- [Data listing]:
------------------------------------

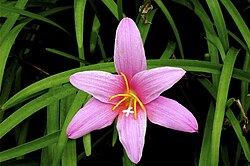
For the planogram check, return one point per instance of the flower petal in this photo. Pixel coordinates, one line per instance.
(149, 84)
(102, 85)
(132, 134)
(129, 54)
(169, 113)
(94, 115)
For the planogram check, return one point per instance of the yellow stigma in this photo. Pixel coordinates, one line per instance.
(129, 99)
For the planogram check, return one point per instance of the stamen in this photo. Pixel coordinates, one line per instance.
(135, 117)
(139, 101)
(126, 81)
(119, 95)
(130, 98)
(128, 111)
(122, 100)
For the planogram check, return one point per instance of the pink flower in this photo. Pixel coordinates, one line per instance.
(133, 95)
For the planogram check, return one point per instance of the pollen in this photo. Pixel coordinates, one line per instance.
(130, 100)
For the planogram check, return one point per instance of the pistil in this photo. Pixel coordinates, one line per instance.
(129, 98)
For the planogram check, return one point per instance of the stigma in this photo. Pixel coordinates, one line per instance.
(129, 100)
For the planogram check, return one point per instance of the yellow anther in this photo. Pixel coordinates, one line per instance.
(122, 100)
(135, 117)
(126, 82)
(129, 98)
(138, 100)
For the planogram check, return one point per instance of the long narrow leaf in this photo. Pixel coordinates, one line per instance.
(171, 21)
(79, 100)
(79, 8)
(11, 20)
(32, 107)
(238, 131)
(29, 147)
(31, 15)
(189, 65)
(5, 48)
(219, 22)
(221, 99)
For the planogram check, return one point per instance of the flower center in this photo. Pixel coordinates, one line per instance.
(129, 99)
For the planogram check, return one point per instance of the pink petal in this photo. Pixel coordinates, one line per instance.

------------------------------------

- [Do this]:
Scale everything from the line containing "of the long" down to the end of the items by 2.25. Write out every line again with the requests left as they are, multiply each coordinate in the answers by 2.25, round to whole numbers with halves going up, and return only those lines.

- [Output for this exercise]:
For the planogram check, return one point per instance of the long narrow leaf in this photo. Pixel coordinates, one line per instance.
(385, 47)
(178, 225)
(178, 18)
(25, 45)
(72, 241)
(536, 295)
(65, 331)
(70, 34)
(425, 146)
(11, 108)
(493, 50)
(497, 223)
For the planogram check, return one point per instance of the flower center in this photo. Pixel coordinates, one line per instance.
(290, 223)
For the planogram check, return one point per instance of the pink petal in this photo. Pixel coordinates, one line per instance.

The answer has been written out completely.